- _Stated goal A_
Quote the metrics reference in full, word for word.
## START Passage shown
Metrics Reference
This page provides a complete reference of all metrics collected by webPDF. Metrics are organized by layer and component.
Application Information
| Metric | Type | Tags | Unit | Description |
|---|---|---|---|---|
webpdf | Gauge | version, version_date, beta | - | Constant metric with webPDF version metadata |
Architecture Overview
webPDF implements a 4-layer monitoring architecture:
The values for Duration and other measurements on this page are examples only.
Layer Duration Overhead What's Measured
─────────────────────────────────────────────────────────────────────────
HTTP (http_server) 50ms 100% Full request cycle
↓ (5ms auth/CORS)
API (api_operation) 45ms 90% 5ms: Auth, CORS, routing
↓ (5ms Jersey)
Service (service_method) 40ms 80% 5ms: Jersey serialization
↓ (5ms queue wait)
Worker Execution 35ms 70% 5ms: Queue wait time
HTTP Transport Layer
Prefix: http_server
Measures: Complete HTTP request lifecycle including network I/O, authentication, CORS, and routing overhead
| Metric | Type | Tags | Unit | Description |
|---|---|---|---|---|
http_server_requests | Timer | endpoint, method, uri, status | seconds | Total HTTP request duration from network arrival to response |
http_server_requests_active | Gauge | endpoint, method, uri | requests | Currently active HTTP requests in processing |
http_server_request_size | DistributionSummary | endpoint, method, uri | bytes | HTTP request body size |
http_server_response_size | DistributionSummary | endpoint, method, uri, status | bytes | HTTP response body size |
http_server_errors_client | Counter | endpoint, method, uri | errors | Client errors (4xx status codes) |
http_server_errors_server | Counter | endpoint, method, uri | errors | Server errors (5xx status codes) |
Example Tags:
endpoint:/rest/converter,/rest/pdfa,/soap/signaturemethod:GET,POST,PUT,DELETEuri:/rest/converter,/rest/pdfa/{id}status:200,400,401,500
REST API Layer
Prefix: api_operation
Measures: Jersey REST endpoint execution including request deserialization, resource method invocation, and response serialization (excludes auth/CORS overhead)
## END Passage shown
## START Recorded information
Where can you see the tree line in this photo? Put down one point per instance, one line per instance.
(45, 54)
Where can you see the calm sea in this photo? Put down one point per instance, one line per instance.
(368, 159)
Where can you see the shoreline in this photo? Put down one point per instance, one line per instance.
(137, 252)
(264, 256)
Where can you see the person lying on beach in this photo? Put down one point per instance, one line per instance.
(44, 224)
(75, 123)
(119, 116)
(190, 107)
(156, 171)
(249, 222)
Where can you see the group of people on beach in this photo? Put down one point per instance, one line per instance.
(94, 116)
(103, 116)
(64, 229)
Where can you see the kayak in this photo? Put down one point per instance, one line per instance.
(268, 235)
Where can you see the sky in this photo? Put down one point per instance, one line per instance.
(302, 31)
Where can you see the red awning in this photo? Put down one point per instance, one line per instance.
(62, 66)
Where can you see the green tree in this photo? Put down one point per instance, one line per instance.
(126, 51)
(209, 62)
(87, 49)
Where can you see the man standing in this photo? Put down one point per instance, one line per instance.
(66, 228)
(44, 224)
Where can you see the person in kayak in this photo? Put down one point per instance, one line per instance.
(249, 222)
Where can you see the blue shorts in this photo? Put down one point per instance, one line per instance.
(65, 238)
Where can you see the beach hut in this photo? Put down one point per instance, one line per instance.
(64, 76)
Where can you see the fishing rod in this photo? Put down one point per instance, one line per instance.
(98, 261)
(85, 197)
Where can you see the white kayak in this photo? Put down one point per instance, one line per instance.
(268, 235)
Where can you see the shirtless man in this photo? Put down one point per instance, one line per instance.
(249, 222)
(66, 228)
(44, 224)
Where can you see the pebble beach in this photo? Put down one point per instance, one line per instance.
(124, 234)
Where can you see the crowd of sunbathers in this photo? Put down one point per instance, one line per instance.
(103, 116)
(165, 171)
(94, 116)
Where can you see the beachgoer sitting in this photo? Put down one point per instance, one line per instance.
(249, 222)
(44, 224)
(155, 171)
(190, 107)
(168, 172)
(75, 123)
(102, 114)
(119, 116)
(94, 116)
## END Recorded information
- _Stated goal B_
Lay out the rows from the line containing "Where can you see the shirtless" through the final row, inclusive, as a JSON list of strings with one string per line and no blank lines.

- _Correct response A_
Metrics Reference
This page provides a complete reference of all metrics collected by webPDF. Metrics are organized by layer and component.
Application Information
| Metric | Type | Tags | Unit | Description |
|---|---|---|---|---|
webpdf | Gauge | version, version_date, beta | - | Constant metric with webPDF version metadata |
Architecture Overview
webPDF implements a 4-layer monitoring architecture:
The values for Duration and other measurements on this page are examples only.
Layer Duration Overhead What's Measured
─────────────────────────────────────────────────────────────────────────
HTTP (http_server) 50ms 100% Full request cycle
↓ (5ms auth/CORS)
API (api_operation) 45ms 90% 5ms: Auth, CORS, routing
↓ (5ms Jersey)
Service (service_method) 40ms 80% 5ms: Jersey serialization
↓ (5ms queue wait)
Worker Execution 35ms 70% 5ms: Queue wait time
HTTP Transport Layer
Prefix: http_server
Measures: Complete HTTP request lifecycle including network I/O, authentication, CORS, and routing overhead
| Metric | Type | Tags | Unit | Description |
|---|---|---|---|---|
http_server_requests | Timer | endpoint, method, uri, status | seconds | Total HTTP request duration from network arrival to response |
http_server_requests_active | Gauge | endpoint, method, uri | requests | Currently active HTTP requests in processing |
http_server_request_size | DistributionSummary | endpoint, method, uri | bytes | HTTP request body size |
http_server_response_size | DistributionSummary | endpoint, method, uri, status | bytes | HTTP response body size |
http_server_errors_client | Counter | endpoint, method, uri | errors | Client errors (4xx status codes) |
http_server_errors_server | Counter | endpoint, method, uri | errors | Server errors (5xx status codes) |
Example Tags:
endpoint:/rest/converter,/rest/pdfa,/soap/signaturemethod:GET,POST,PUT,DELETEuri:/rest/converter,/rest/pdfa/{id}status:200,400,401,500
REST API Layer
Prefix: api_operation
Measures: Jersey REST endpoint execution including request deserialization, resource method invocation, and response serialization (excludes auth/CORS overhead)

- _Correct response B_
[
  "Where can you see the shirtless man in this photo? Put down one point per instance, one line per instance.",
  "(249, 222)",
  "(66, 228)",
  "(44, 224)",
  "Where can you see the pebble beach in this photo? Put down one point per instance, one line per instance.",
  "(124, 234)",
  "Where can you see the crowd of sunbathers in this photo? Put down one point per instance, one line per instance.",
  "(103, 116)",
  "(165, 171)",
  "(94, 116)",
  "Where can you see the beachgoer sitting in this photo? Put down one point per instance, one line per instance.",
  "(249, 222)",
  "(44, 224)",
  "(155, 171)",
  "(190, 107)",
  "(168, 172)",
  "(75, 123)",
  "(102, 114)",
  "(119, 116)",
  "(94, 116)"
]